# START OF Document section

VTKPythonPackage icon indicating copy to clipboard operation
VTKPythonPackage copied to clipboard

aarch64 support

Open odidev opened this issue 5 years ago • 50 comments
trafficstars

VTK installation using pip on aarch64 machine fails with below issue:

pip3 install vtk       
Collecting vtk
  Could not find a version that satisfies the requirement vtk (from versions: )
No matching distribution found for vtk

odidev avatar Apr 02 '20 12:04 odidev

Thanks for the report, this is related to the discussion here:

  • https://github.com/scikit-build/cmake-python-distributions/issues/96
  • https://gitlab.kitware.com/vtk/vtk/-/merge_requests/5543

A first step would be to try to build and test VTK on aarch64. Did you have any success doing so ?

jcfr avatar Apr 02 '20 12:04 jcfr

@jcfr , I have build the VTK wheel on aarch64 architecture but not sure how to test it. Can you please help me here?

# END OF Document section
# START OF Record list

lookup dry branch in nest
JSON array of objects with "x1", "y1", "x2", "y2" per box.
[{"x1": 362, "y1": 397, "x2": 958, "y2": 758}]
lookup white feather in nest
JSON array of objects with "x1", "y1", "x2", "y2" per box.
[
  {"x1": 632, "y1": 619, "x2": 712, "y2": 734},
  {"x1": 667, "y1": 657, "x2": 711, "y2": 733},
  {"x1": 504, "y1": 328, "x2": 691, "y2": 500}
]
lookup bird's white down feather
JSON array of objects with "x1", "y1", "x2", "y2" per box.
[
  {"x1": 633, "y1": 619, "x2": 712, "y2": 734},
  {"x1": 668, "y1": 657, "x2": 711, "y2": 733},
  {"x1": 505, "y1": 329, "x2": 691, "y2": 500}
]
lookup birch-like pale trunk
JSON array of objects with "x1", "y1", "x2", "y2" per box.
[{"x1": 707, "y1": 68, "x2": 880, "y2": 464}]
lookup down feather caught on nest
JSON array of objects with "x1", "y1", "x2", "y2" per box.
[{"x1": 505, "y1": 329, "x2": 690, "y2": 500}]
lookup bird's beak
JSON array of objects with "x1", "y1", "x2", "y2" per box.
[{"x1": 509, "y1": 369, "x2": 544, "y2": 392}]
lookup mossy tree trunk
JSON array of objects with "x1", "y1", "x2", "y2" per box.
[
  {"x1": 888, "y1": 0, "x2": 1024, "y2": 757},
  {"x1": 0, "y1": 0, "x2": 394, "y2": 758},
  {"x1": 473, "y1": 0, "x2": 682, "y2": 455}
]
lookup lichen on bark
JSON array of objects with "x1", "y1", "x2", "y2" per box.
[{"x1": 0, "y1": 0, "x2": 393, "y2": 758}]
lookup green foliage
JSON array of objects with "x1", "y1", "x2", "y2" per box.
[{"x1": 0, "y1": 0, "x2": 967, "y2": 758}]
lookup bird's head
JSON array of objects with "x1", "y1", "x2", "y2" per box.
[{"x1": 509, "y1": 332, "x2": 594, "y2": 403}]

# END OF Record list

Transcribe the part of the aarch64 support thread above that starts at "aarch64 support" and ends at "(from versions: )".

aarch64 support

Open odidev opened this issue 5 years ago • 50 comments
trafficstars

VTK installation using pip on aarch64 machine fails with below issue:

pip3 install vtk       
Collecting vtk
  Could not find a version that satisfies the requirement vtk (from versions: )